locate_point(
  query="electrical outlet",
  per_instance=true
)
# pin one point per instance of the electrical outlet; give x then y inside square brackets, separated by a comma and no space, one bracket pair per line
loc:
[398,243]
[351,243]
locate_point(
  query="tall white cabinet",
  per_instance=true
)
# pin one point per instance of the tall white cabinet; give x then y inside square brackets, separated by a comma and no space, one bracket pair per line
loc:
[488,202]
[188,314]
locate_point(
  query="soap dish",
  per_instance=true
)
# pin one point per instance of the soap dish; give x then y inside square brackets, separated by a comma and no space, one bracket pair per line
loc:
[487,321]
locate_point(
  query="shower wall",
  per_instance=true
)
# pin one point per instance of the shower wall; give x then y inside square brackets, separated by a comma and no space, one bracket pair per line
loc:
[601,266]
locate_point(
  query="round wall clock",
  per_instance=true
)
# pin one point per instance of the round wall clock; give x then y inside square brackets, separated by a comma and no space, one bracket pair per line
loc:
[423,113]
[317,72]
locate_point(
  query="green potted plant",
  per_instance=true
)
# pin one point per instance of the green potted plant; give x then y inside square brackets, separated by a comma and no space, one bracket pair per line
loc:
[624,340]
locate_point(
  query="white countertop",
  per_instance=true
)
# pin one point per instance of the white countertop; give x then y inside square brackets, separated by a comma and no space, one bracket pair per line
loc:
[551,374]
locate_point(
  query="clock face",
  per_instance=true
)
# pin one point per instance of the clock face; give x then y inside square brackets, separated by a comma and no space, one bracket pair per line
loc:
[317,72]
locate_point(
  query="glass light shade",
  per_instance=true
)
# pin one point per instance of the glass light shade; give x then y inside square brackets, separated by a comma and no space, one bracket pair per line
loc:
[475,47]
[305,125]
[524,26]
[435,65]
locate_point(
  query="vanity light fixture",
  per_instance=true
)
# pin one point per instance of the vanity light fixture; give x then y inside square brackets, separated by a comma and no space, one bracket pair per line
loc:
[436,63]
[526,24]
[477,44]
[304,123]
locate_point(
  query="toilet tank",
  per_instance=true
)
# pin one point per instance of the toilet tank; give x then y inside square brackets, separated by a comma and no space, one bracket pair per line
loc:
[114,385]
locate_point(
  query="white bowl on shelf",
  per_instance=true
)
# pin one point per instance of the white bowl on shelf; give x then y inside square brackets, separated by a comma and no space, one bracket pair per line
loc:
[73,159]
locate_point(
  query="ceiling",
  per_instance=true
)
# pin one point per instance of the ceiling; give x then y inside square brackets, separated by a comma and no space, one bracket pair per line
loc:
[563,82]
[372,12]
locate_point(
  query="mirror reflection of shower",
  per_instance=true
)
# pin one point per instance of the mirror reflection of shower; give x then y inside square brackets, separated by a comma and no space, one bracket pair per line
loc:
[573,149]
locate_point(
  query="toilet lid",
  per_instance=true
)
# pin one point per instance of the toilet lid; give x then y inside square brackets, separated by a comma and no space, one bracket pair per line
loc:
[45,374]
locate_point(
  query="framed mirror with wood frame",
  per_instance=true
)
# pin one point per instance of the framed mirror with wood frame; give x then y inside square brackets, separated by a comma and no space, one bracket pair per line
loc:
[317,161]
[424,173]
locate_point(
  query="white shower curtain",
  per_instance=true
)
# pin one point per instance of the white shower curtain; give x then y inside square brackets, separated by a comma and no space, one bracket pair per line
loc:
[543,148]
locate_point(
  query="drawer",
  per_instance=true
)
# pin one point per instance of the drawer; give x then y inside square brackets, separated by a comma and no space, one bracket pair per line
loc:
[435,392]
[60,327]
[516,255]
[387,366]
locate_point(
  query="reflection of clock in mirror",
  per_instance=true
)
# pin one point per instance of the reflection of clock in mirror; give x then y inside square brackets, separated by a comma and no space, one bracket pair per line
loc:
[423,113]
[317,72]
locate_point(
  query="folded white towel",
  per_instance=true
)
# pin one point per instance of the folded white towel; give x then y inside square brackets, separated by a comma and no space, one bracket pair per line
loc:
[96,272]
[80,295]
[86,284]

---

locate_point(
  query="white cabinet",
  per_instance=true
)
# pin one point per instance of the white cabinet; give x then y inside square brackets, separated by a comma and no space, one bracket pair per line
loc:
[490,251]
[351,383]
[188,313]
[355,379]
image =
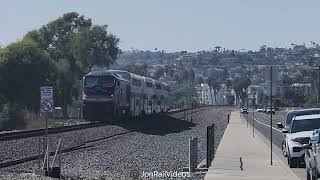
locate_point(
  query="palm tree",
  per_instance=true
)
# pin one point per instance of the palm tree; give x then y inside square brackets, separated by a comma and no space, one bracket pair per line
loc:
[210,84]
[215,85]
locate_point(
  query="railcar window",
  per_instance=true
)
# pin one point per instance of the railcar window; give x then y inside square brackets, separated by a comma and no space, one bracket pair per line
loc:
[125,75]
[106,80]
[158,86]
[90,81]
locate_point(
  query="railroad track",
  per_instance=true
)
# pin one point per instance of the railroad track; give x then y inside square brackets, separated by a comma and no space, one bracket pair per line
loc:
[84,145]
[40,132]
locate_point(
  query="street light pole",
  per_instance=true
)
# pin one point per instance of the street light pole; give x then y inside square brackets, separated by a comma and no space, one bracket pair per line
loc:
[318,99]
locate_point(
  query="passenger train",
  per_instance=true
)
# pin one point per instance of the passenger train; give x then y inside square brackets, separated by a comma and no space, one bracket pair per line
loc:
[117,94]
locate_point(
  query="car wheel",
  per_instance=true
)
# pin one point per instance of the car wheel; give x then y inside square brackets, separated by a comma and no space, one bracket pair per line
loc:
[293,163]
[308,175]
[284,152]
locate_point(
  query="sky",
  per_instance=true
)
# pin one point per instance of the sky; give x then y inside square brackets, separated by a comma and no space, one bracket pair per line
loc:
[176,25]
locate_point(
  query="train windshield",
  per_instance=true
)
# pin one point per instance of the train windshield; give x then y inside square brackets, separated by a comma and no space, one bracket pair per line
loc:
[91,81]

### OBIETTIVO:
Raccogli, dalle righe sopra, ogni riga che contiene la stringa "glass", distinguendo tra maiuscole e minuscole.

### RISPOSTA:
  query="glass light shade",
# pin one point per instance of the glass light shade; give x then y inside square brackets, separated by a comma and no space, one bracket pair per line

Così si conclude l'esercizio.